#### Problem:
Write every entry out again, unchanged.

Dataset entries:
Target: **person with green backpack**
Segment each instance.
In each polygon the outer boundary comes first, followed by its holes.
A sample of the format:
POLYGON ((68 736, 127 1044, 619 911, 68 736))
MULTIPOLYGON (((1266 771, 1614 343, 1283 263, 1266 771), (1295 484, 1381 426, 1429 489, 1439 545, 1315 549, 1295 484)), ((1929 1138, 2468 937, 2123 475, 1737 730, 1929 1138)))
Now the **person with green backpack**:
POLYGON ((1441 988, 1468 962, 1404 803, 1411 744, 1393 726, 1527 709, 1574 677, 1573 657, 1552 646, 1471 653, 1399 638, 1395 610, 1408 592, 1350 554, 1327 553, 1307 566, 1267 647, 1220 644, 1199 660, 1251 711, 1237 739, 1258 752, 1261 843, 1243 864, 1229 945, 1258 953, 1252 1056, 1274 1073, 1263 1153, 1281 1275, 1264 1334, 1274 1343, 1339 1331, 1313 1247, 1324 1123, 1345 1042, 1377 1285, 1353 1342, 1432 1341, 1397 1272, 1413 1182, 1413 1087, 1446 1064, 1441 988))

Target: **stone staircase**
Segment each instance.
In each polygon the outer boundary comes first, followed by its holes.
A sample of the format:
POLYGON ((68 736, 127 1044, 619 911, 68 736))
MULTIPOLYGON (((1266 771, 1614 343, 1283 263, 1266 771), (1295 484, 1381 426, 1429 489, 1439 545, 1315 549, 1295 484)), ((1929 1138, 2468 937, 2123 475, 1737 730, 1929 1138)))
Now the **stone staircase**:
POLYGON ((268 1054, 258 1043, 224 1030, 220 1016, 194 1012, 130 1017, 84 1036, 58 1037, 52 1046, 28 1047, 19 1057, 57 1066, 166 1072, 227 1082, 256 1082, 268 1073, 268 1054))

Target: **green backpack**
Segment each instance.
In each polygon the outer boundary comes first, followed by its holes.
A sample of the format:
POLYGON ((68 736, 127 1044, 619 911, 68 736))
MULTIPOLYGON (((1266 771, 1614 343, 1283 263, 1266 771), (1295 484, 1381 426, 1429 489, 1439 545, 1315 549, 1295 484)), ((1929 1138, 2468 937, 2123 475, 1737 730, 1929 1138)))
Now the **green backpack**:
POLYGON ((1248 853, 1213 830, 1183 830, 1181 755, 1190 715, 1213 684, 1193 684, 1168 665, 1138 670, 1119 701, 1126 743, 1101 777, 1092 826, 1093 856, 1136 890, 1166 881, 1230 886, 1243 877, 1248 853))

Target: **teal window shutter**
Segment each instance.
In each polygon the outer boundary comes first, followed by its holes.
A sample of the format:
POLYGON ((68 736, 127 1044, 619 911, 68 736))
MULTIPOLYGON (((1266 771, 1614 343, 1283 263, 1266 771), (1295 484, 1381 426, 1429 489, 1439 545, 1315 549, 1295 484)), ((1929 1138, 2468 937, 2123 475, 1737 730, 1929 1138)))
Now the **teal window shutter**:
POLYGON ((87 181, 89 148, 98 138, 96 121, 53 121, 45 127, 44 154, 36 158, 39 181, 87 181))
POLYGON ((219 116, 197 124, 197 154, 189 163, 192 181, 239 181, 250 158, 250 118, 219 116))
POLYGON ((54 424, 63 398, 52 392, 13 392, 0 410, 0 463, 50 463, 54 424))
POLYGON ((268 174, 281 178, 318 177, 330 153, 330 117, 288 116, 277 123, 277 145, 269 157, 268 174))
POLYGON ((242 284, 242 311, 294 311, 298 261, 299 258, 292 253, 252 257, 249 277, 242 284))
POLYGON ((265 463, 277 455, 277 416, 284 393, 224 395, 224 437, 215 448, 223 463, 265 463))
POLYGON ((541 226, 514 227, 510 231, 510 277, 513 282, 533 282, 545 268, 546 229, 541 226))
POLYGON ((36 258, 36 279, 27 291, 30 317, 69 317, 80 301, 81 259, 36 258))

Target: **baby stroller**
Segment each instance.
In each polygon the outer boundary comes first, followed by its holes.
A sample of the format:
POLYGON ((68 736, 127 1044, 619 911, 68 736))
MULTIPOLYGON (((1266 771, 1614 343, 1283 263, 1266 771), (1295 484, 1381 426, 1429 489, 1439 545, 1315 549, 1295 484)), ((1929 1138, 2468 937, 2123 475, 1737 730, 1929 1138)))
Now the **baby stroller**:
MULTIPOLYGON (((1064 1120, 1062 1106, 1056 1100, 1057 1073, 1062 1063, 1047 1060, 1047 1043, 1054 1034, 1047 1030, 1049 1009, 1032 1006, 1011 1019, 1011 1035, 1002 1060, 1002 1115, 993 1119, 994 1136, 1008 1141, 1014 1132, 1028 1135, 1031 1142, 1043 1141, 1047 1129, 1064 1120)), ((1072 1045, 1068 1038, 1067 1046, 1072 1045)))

#### Response area:
Target: **person with green backpack**
Segment each instance.
In each polygon the outer boundary comes first, followed by its holes.
A sample of the format:
POLYGON ((68 736, 127 1044, 619 911, 68 736))
MULTIPOLYGON (((1266 771, 1614 343, 1283 263, 1266 771), (1295 484, 1381 426, 1429 489, 1439 545, 1315 549, 1295 484)), ((1929 1138, 2468 937, 2123 475, 1737 730, 1929 1138)))
Now the **person with green backpack**:
POLYGON ((1441 988, 1468 962, 1404 803, 1411 744, 1393 726, 1527 709, 1574 677, 1573 657, 1552 646, 1471 653, 1399 638, 1395 610, 1408 592, 1350 554, 1327 553, 1307 566, 1267 647, 1220 644, 1199 660, 1251 711, 1237 739, 1258 752, 1261 843, 1243 864, 1229 945, 1258 953, 1252 1056, 1274 1073, 1263 1153, 1281 1275, 1264 1334, 1274 1343, 1339 1331, 1313 1247, 1324 1123, 1345 1042, 1377 1285, 1353 1342, 1432 1341, 1397 1272, 1413 1182, 1413 1087, 1446 1064, 1441 988))

Target: **stone staircase**
Segment each instance.
In each polygon the outer boundary comes first, followed by its holes.
A sample of the format:
POLYGON ((68 736, 127 1044, 619 911, 68 736))
MULTIPOLYGON (((1266 771, 1614 343, 1283 263, 1266 771), (1295 484, 1381 426, 1429 489, 1439 545, 1315 549, 1295 484)), ((1929 1138, 2468 937, 2123 475, 1737 730, 1929 1138)))
Now the **stone staircase**:
POLYGON ((268 1054, 258 1043, 224 1030, 220 1016, 194 1012, 130 1017, 84 1036, 58 1037, 52 1046, 28 1047, 19 1057, 57 1066, 166 1072, 227 1082, 256 1082, 268 1073, 268 1054))

Target: **green backpack**
Segment each instance.
In each polygon the outer boundary comes first, followed by its holes.
A sample of the format:
POLYGON ((68 736, 127 1044, 619 911, 68 736))
MULTIPOLYGON (((1266 771, 1614 343, 1283 263, 1266 771), (1295 484, 1381 426, 1429 489, 1439 545, 1315 549, 1295 484)), ((1929 1138, 2468 937, 2123 475, 1737 730, 1929 1138)))
Now the **green backpack**:
POLYGON ((1248 853, 1213 830, 1183 830, 1181 755, 1190 715, 1213 684, 1193 684, 1168 665, 1138 670, 1119 701, 1126 743, 1101 777, 1092 826, 1093 856, 1136 890, 1166 881, 1230 886, 1243 877, 1248 853))

Target: **teal window shutter**
Segment each instance.
In each polygon the outer boundary comes first, followed by its holes.
A sample of the format:
POLYGON ((68 736, 127 1044, 619 911, 68 736))
MULTIPOLYGON (((1266 771, 1614 343, 1283 263, 1266 771), (1295 484, 1381 426, 1429 489, 1439 545, 1315 549, 1295 484)), ((1929 1138, 2468 937, 2123 475, 1737 730, 1929 1138)))
Now the **teal window shutter**:
POLYGON ((87 181, 89 148, 98 138, 96 121, 53 121, 45 127, 44 154, 36 158, 39 181, 87 181))
POLYGON ((219 116, 197 124, 197 154, 189 163, 192 181, 239 181, 250 158, 250 118, 219 116))
POLYGON ((54 424, 63 398, 52 392, 13 392, 0 410, 0 463, 50 463, 54 424))
POLYGON ((268 174, 281 178, 318 177, 330 153, 330 117, 288 116, 277 123, 277 145, 269 157, 268 174))
POLYGON ((242 284, 242 311, 294 311, 298 261, 299 258, 292 253, 252 257, 249 277, 242 284))
POLYGON ((265 463, 277 455, 277 416, 284 393, 224 395, 224 437, 215 448, 223 463, 265 463))
POLYGON ((541 226, 514 227, 510 231, 510 277, 513 282, 533 282, 545 268, 546 229, 541 226))
POLYGON ((36 258, 36 279, 27 291, 30 317, 69 317, 80 301, 81 259, 36 258))

Target: **baby stroller**
Segment each instance.
In each polygon the outer boundary comes first, followed by its holes.
A sample of the format:
POLYGON ((68 736, 127 1044, 619 911, 68 736))
MULTIPOLYGON (((1266 771, 1614 343, 1283 263, 1266 771), (1295 484, 1381 426, 1429 489, 1439 545, 1315 549, 1295 484)), ((1929 1138, 2468 937, 2123 475, 1737 730, 1929 1138)))
Now the **baby stroller**:
MULTIPOLYGON (((1064 1120, 1062 1106, 1056 1100, 1057 1073, 1062 1063, 1047 1060, 1047 1043, 1054 1034, 1047 1030, 1049 1009, 1032 1006, 1011 1019, 1011 1035, 1002 1060, 1002 1115, 993 1119, 994 1136, 1008 1141, 1014 1132, 1028 1135, 1031 1142, 1043 1141, 1047 1129, 1064 1120)), ((1072 1045, 1068 1038, 1067 1046, 1072 1045)))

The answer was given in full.